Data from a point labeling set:
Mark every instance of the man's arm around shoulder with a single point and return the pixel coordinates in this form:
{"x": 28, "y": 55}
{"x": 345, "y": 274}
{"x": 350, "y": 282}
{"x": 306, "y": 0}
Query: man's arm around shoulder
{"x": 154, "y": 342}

**Given request**
Output each line of the data above as a JSON list of strings, one string per line, leaving out any blank lines.

**Exercise answer**
[
  "Mark every instance of the man's arm around shoulder with a single point and return the pixel coordinates in this form:",
  "{\"x\": 28, \"y\": 55}",
  "{\"x\": 345, \"y\": 274}",
  "{\"x\": 350, \"y\": 282}",
  "{\"x\": 306, \"y\": 0}",
  "Query: man's arm around shoulder",
  "{\"x\": 154, \"y\": 342}"
]